Try it
Copy verbatim the block of lines in the entries below whose first line contains "Where can you see the purple jersey" and whose last line contains "Where can you see the white line". Leave out all other lines.

*** Data for review ***

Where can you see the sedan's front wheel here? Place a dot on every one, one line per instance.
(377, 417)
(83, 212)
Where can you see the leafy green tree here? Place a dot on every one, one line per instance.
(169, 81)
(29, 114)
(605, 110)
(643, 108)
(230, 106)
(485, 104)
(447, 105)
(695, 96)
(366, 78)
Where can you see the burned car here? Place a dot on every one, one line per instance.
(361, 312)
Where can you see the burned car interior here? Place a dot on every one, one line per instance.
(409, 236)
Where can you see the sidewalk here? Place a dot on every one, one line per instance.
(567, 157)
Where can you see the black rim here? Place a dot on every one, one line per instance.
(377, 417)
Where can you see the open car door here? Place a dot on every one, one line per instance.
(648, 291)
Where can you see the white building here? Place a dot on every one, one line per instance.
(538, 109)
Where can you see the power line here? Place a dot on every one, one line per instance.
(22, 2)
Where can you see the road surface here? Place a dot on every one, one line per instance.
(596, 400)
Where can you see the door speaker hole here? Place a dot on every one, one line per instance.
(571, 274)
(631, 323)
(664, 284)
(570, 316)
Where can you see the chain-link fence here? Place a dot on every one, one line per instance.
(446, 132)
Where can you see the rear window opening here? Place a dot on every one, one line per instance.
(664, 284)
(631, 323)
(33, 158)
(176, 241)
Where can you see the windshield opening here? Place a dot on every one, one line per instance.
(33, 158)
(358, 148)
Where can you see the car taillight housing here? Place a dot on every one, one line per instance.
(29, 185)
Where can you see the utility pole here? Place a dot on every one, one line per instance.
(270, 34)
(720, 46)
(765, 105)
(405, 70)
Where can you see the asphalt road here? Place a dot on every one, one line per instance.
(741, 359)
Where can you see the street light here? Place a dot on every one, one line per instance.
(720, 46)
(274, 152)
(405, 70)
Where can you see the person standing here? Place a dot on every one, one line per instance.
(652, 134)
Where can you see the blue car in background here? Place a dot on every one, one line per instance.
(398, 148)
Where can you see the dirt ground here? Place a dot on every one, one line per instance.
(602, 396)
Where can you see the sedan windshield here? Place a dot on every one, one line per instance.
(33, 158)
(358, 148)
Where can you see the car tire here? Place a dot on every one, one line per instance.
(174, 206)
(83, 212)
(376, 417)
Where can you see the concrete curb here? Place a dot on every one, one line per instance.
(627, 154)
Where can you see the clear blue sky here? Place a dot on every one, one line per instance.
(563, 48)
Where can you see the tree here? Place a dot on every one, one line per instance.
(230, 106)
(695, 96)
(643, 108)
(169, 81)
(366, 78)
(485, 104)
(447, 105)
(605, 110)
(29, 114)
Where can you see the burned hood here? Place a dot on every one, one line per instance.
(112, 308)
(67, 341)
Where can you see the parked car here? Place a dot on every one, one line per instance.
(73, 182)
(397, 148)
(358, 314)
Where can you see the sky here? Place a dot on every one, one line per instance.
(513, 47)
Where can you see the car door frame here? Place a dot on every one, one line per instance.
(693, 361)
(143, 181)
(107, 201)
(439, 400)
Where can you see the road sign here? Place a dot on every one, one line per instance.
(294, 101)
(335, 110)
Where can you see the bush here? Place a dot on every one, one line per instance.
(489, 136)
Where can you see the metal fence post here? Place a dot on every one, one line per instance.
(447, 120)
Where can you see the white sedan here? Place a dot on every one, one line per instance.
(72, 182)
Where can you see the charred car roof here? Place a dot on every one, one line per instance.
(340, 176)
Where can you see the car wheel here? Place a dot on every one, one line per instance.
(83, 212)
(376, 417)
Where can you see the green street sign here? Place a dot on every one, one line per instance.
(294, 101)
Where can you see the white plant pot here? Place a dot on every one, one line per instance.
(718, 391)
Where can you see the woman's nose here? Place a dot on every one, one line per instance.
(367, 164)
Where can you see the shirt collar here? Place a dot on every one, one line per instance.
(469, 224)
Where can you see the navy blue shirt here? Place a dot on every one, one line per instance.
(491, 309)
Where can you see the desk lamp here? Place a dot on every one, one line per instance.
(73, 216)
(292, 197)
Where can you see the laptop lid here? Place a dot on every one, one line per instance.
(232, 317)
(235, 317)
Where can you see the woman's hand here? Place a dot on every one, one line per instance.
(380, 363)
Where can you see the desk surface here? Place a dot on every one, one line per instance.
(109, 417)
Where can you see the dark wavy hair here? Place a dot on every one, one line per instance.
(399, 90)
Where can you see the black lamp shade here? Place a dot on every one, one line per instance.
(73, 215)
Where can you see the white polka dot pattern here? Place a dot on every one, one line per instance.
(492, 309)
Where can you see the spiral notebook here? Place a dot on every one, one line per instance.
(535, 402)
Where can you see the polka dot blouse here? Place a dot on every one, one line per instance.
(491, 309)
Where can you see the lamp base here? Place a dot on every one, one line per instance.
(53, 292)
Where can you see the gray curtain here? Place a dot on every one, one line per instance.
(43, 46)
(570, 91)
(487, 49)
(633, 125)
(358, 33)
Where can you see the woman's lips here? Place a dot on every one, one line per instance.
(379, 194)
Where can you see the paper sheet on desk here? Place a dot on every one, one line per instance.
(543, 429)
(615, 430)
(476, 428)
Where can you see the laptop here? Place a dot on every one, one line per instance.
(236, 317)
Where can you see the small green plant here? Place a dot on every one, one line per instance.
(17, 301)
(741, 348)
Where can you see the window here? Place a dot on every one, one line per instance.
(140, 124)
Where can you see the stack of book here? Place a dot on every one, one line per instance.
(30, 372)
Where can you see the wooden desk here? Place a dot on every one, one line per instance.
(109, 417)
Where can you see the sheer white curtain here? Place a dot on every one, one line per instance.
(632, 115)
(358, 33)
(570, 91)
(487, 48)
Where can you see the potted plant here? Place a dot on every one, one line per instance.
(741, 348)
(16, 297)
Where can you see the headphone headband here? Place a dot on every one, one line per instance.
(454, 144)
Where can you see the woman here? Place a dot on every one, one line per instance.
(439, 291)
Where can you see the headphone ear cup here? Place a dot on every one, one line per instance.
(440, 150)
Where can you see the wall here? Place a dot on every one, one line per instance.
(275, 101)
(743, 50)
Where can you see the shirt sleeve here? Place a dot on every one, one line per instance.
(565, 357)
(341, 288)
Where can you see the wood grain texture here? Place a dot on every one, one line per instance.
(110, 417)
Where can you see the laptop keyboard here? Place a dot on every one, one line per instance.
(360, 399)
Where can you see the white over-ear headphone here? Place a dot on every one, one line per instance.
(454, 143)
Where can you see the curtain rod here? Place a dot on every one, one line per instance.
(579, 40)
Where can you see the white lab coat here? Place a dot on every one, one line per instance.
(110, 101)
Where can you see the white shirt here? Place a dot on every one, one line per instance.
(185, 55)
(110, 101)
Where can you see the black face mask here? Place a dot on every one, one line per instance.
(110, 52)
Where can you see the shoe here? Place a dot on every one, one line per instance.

*** End of Data for review ***
*** Data for review ***

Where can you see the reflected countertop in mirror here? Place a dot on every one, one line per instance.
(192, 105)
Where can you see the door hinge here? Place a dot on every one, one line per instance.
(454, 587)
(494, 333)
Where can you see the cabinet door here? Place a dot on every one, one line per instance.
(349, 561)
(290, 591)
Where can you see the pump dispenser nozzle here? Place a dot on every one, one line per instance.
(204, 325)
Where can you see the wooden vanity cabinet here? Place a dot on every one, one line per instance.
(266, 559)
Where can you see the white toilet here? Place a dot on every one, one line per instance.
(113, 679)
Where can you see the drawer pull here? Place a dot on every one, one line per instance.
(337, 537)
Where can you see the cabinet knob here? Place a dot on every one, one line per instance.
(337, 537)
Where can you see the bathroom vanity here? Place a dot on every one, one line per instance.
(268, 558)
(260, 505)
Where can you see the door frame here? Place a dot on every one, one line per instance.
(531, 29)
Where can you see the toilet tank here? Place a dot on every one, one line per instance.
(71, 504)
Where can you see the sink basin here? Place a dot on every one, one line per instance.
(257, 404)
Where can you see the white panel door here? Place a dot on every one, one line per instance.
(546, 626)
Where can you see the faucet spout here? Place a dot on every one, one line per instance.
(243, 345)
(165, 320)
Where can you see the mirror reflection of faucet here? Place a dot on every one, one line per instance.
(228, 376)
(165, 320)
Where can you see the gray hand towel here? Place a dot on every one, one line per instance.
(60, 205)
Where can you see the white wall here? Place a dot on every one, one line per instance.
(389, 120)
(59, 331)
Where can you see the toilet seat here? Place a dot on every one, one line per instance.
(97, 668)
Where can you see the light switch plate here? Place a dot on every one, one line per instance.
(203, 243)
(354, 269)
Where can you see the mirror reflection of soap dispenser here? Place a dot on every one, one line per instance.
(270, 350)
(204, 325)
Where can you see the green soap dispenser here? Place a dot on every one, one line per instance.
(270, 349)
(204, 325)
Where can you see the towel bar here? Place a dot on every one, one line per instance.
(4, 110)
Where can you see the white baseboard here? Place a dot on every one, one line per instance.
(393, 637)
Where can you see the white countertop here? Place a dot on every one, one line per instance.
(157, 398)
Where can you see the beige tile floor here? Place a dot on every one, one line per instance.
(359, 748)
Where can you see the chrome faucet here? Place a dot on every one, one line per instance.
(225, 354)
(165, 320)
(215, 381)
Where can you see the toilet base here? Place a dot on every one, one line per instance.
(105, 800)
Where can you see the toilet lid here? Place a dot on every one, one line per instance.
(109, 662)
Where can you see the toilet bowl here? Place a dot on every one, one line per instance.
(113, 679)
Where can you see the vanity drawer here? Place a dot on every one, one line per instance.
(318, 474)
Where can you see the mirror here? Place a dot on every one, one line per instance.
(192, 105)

*** End of Data for review ***
*** Data for review ***

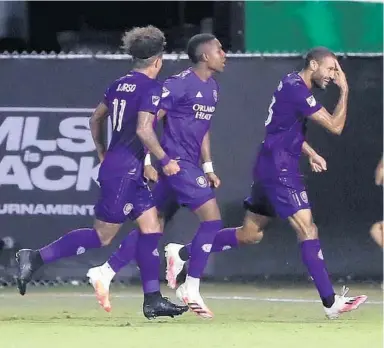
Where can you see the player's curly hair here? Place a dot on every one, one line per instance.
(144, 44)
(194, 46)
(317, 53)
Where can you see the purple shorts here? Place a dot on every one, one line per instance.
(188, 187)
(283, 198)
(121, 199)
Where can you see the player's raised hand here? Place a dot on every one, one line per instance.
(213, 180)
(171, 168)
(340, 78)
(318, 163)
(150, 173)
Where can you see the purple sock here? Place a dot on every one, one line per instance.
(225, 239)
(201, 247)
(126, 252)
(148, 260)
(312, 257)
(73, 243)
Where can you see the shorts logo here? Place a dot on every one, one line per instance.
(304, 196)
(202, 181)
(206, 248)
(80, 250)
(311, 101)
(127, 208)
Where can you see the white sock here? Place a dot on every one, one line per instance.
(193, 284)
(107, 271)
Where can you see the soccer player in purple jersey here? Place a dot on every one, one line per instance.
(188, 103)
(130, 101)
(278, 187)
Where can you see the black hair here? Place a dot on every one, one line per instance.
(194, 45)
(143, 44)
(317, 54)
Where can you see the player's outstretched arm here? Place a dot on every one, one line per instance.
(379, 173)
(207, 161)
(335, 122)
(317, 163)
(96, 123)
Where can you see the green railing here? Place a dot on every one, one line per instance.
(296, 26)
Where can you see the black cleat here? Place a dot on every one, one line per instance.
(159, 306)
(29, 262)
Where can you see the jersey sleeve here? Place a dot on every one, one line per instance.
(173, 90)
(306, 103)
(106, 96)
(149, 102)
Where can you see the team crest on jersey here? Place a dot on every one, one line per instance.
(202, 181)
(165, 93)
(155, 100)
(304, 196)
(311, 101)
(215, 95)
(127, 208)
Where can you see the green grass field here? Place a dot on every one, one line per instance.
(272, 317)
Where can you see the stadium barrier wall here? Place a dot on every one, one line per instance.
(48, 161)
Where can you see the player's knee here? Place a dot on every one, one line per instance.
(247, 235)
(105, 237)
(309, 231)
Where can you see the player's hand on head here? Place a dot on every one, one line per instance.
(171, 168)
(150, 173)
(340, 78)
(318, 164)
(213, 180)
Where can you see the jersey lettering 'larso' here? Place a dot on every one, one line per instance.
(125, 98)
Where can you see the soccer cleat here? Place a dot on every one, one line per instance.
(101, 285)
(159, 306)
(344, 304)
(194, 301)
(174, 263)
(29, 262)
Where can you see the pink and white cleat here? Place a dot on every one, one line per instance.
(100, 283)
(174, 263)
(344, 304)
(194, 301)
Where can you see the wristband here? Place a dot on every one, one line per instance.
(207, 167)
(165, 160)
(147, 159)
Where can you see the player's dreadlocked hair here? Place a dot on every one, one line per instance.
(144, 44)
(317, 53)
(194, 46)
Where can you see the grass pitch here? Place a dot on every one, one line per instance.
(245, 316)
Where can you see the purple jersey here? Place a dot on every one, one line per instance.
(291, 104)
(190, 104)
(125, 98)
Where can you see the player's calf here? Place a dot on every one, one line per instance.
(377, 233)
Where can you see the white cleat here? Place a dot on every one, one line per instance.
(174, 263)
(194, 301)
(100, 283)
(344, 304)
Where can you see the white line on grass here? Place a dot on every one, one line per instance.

*** End of Data for review ***

Task output
Where can you see the purple jersey here? Place a dot on every one, one line per instance.
(291, 104)
(190, 104)
(125, 98)
Where can you see the player's calf here? Place a dot on every one, one line per instance.
(377, 233)
Where can you see the white cleat here? Place a dot on every one, one line per instance.
(174, 263)
(194, 301)
(100, 283)
(344, 304)
Where can you see the white line on grass here? Place a dot on every one, one line per instance.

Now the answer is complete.